▶ [Problem statement]: Convert every line of the data into a Markdown table with the columns "Row" and "Entry". Number the rows in order and leave out the blank lines.

(Region labeling data)
──────

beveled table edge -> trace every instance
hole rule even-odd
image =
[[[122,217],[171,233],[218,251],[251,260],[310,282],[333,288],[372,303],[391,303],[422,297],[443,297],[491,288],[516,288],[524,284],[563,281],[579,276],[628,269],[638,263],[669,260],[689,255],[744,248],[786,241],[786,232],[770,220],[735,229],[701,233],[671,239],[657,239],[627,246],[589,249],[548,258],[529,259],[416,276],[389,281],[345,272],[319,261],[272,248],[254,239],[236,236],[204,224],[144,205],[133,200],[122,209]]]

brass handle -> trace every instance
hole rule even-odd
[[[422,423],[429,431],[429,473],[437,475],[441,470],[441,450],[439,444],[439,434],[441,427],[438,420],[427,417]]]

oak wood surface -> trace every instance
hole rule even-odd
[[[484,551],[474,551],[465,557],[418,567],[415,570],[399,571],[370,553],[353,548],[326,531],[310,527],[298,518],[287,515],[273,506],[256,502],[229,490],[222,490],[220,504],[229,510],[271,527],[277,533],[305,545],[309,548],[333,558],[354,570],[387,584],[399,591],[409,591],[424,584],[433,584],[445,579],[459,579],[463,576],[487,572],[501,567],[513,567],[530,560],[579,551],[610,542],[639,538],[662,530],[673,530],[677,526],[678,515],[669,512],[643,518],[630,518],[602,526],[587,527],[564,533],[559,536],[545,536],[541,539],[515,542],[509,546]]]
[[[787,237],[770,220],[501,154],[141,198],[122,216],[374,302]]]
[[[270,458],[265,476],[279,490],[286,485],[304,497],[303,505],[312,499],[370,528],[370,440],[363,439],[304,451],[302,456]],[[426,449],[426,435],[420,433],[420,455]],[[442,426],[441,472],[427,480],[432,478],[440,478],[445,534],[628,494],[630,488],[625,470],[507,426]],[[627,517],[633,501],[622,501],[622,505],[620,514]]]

──────

▶ [Solution]:
| Row | Entry |
|---|---|
| 1 | beveled table edge -> trace every instance |
| 2 | hole rule even-odd |
| 3 | image = |
| 4 | [[[122,217],[171,233],[218,251],[251,260],[310,282],[333,288],[372,303],[391,303],[422,297],[443,297],[491,288],[516,288],[524,284],[563,281],[579,276],[628,269],[638,263],[669,260],[689,255],[744,248],[786,241],[786,232],[770,220],[735,229],[701,233],[671,239],[657,239],[627,246],[589,249],[548,258],[529,259],[416,276],[389,281],[345,272],[319,261],[272,248],[254,239],[236,236],[204,224],[144,205],[133,200],[122,209]]] |
| 5 | brass handle -> trace every instance |
| 6 | hole rule even-odd |
| 7 | [[[422,423],[429,431],[429,473],[437,475],[441,470],[441,450],[439,444],[439,434],[441,427],[438,420],[427,417]]] |
| 8 | oak wood surface -> trace every instance |
| 9 | hole rule even-odd |
| 10 | [[[484,551],[474,551],[465,557],[418,567],[415,570],[399,571],[370,553],[353,548],[326,531],[310,527],[298,518],[287,515],[273,506],[256,502],[229,490],[222,490],[220,504],[229,510],[271,527],[277,533],[305,545],[309,548],[333,558],[354,570],[387,584],[399,591],[409,591],[424,584],[433,584],[445,579],[459,579],[463,576],[487,572],[501,567],[513,567],[530,560],[579,551],[610,542],[639,538],[662,530],[673,530],[677,526],[678,515],[669,512],[643,518],[630,518],[602,526],[587,527],[564,533],[559,536],[545,536],[541,539],[515,542],[509,546]]] |
| 11 | [[[787,237],[770,220],[501,154],[141,198],[122,216],[374,302]]] |
| 12 | [[[270,458],[265,476],[279,490],[286,485],[304,497],[303,505],[312,499],[370,528],[370,440],[363,439],[304,451],[302,456]],[[426,449],[426,435],[420,433],[420,455]],[[442,426],[441,472],[427,480],[432,478],[440,478],[445,534],[628,494],[630,488],[625,470],[507,426]],[[627,517],[633,501],[622,501],[622,505],[620,514]]] |